> **EXERCISE DETAILS**
Once the line holding "Each <instance> block" is found in the listing below, write it out and each later line exactly, up to and including the one holding "box: [384, 453, 592, 531]".

> **ENTRIES SUPPLIED**
= = = = =

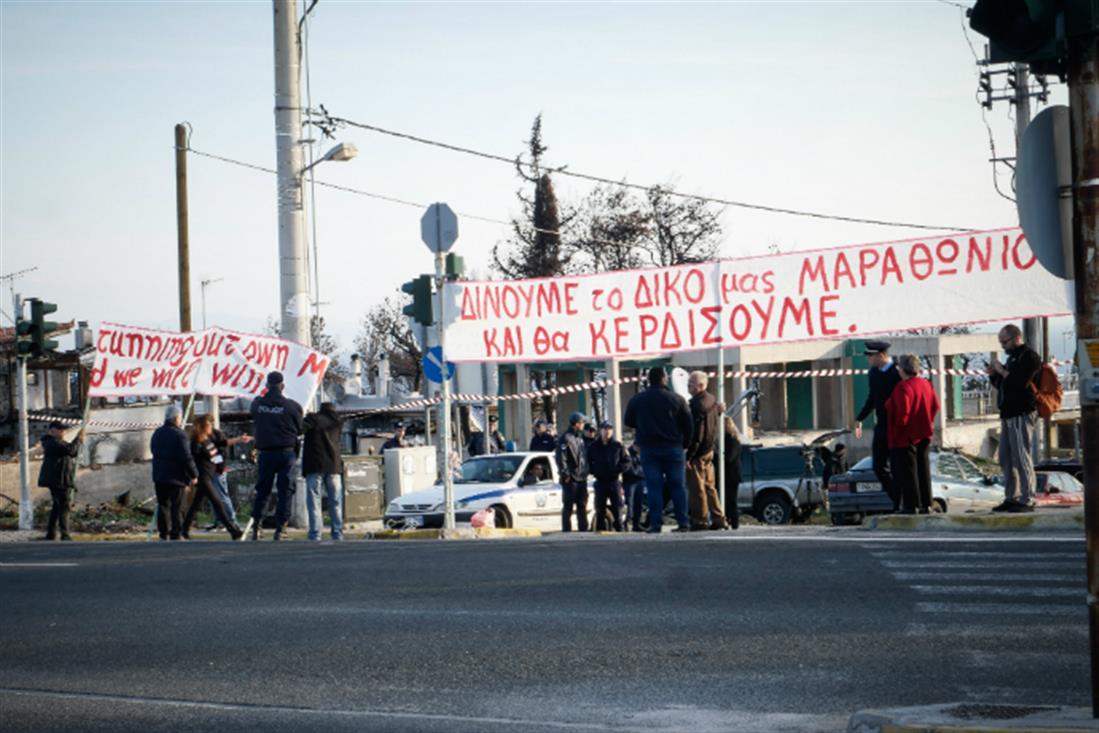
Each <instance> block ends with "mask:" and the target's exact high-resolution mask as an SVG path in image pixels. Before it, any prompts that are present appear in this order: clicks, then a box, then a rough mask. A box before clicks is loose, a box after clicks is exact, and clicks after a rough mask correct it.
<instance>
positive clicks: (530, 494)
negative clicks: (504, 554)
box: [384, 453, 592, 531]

= = = = =

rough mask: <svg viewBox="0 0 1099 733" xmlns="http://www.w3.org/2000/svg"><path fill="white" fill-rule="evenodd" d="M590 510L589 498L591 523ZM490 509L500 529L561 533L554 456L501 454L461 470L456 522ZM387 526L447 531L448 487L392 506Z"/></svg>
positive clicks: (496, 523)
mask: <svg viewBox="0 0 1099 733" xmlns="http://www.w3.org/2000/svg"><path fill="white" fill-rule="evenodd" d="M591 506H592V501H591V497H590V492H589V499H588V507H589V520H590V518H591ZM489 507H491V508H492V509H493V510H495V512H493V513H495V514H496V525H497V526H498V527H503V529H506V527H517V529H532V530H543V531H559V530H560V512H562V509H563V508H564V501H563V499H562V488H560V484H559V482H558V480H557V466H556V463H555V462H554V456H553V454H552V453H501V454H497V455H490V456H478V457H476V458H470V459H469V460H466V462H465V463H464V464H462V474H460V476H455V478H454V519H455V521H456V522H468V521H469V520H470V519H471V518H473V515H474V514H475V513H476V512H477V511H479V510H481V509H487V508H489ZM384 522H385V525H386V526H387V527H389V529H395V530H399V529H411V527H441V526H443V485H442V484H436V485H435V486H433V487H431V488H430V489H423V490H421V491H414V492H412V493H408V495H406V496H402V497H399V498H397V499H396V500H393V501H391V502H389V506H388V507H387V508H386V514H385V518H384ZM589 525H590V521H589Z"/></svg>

= = = = =

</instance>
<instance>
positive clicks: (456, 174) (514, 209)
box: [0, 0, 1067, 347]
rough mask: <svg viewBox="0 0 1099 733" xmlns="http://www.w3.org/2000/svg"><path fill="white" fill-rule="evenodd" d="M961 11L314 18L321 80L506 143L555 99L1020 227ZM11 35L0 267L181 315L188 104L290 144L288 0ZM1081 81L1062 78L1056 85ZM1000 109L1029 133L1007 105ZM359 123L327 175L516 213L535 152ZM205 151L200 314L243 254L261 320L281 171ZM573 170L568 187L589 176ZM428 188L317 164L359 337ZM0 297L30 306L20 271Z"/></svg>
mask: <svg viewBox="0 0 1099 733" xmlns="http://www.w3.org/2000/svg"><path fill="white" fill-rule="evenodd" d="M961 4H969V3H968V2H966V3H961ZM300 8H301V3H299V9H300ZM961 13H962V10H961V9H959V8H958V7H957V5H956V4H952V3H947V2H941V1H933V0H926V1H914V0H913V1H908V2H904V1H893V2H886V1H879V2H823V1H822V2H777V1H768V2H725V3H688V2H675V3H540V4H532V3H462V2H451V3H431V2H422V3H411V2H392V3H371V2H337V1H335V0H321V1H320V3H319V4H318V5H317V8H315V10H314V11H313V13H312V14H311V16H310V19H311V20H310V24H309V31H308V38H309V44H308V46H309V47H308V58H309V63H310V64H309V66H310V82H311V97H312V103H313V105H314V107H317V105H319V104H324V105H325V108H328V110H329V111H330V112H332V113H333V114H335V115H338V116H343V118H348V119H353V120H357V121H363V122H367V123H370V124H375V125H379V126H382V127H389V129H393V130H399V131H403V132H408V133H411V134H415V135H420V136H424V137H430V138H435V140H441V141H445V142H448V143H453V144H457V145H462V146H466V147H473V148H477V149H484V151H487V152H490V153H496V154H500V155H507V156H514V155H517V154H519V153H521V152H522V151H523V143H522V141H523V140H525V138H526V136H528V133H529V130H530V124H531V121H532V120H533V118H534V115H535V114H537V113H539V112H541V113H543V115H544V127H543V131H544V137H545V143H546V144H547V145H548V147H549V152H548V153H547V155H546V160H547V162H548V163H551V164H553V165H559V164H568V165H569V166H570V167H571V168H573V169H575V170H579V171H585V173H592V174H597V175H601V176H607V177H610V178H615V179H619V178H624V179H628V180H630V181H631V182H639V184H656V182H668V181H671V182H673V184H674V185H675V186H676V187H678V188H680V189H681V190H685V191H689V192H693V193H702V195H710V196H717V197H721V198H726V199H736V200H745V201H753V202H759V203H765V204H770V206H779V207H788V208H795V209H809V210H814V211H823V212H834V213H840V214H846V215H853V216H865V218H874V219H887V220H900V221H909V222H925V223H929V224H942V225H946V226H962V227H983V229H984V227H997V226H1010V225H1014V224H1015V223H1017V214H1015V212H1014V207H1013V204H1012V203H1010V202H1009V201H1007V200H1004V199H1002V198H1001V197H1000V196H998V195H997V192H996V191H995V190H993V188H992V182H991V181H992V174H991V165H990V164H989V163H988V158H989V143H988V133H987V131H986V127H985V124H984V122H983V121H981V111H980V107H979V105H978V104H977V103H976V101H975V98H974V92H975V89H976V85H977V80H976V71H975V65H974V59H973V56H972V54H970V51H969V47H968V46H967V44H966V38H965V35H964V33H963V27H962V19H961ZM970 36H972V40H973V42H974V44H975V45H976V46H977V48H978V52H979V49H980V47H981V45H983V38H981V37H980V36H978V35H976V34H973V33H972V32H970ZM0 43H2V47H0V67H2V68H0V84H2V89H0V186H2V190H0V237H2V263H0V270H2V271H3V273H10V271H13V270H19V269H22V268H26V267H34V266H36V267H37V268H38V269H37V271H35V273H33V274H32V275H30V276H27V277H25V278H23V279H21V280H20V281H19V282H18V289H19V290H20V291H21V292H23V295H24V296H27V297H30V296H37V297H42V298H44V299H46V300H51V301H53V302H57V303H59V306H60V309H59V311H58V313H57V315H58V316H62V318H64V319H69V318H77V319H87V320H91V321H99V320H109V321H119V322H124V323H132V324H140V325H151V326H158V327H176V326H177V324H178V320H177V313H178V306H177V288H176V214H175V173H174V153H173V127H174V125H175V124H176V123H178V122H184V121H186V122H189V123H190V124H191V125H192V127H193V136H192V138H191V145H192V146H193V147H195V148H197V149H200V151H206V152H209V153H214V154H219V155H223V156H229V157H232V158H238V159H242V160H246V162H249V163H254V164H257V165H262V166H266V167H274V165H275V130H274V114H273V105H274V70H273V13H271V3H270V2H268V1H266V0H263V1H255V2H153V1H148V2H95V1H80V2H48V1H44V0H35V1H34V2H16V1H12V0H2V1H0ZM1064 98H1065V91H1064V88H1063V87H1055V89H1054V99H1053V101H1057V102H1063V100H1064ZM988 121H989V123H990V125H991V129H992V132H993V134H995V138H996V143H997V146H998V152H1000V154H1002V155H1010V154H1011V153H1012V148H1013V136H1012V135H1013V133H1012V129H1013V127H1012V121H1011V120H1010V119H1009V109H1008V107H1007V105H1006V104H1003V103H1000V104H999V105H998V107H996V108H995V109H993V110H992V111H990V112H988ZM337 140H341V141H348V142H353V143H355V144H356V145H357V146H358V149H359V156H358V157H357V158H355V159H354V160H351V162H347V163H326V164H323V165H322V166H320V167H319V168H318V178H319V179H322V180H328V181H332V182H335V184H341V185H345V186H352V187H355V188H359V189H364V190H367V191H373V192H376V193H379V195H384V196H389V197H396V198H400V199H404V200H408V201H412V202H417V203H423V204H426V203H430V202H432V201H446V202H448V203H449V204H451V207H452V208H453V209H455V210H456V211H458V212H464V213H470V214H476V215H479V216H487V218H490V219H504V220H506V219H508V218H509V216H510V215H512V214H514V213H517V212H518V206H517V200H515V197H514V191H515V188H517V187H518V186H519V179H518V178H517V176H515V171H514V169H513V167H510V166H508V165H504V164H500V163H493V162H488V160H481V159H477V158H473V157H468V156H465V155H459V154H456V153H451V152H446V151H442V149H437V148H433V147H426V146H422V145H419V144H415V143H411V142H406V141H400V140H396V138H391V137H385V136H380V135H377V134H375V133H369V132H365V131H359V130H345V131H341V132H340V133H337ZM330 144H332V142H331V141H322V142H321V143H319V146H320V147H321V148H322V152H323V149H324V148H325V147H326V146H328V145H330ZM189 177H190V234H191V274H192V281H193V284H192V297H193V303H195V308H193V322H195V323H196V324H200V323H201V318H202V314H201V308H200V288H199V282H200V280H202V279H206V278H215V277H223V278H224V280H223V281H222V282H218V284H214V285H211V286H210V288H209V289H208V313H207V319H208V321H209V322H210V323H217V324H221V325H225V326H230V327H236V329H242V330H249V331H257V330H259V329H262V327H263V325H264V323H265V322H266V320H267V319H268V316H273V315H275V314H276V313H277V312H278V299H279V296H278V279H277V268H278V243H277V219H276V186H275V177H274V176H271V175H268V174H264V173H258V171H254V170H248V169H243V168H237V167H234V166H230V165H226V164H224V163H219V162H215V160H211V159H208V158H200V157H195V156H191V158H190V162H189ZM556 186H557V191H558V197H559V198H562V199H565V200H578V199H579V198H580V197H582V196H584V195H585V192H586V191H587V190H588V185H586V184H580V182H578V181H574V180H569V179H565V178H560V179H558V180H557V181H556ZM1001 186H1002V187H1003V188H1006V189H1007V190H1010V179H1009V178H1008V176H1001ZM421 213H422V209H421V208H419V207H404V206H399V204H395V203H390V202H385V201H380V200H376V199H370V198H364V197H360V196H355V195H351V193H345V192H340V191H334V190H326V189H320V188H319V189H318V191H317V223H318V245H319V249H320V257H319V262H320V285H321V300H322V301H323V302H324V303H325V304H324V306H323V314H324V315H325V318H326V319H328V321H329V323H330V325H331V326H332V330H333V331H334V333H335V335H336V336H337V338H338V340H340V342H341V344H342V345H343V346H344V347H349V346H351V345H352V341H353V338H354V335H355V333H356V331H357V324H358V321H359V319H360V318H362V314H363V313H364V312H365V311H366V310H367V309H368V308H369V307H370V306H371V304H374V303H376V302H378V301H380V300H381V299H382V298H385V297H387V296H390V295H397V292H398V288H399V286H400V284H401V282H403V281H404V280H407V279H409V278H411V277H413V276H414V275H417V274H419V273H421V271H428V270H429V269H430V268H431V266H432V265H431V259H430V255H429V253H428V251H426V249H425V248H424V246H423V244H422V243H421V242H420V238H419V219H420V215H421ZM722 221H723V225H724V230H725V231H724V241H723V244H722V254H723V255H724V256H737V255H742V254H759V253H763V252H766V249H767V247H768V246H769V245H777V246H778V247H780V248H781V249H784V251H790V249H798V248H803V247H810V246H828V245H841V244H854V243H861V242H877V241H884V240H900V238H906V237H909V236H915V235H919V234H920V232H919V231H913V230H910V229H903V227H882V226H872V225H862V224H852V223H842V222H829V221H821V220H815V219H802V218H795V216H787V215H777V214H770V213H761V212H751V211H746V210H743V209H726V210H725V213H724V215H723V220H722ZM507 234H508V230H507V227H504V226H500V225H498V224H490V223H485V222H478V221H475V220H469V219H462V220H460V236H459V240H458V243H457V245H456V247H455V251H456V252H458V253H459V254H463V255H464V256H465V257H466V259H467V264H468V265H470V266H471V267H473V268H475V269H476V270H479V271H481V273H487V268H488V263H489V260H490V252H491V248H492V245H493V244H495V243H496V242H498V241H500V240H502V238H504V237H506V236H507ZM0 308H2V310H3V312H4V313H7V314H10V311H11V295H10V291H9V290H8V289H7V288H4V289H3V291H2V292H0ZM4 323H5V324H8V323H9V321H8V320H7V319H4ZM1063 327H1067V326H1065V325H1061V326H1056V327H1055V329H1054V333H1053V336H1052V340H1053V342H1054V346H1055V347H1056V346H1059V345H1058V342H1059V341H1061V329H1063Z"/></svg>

= = = = =

> **EXERCISE SOLUTION**
Each <instance> block ends with "mask:" and the target's exact high-resolution mask as an SVG path in image pixels. Before it, any prompts that are present appear in this order: clicks, then a box, then a rough mask. A box before clicks is loose, a box after clicks is exact, and clicks after a rough mask correct it.
<instance>
positive clicks: (530, 494)
negative clicks: (504, 554)
box: [384, 453, 592, 531]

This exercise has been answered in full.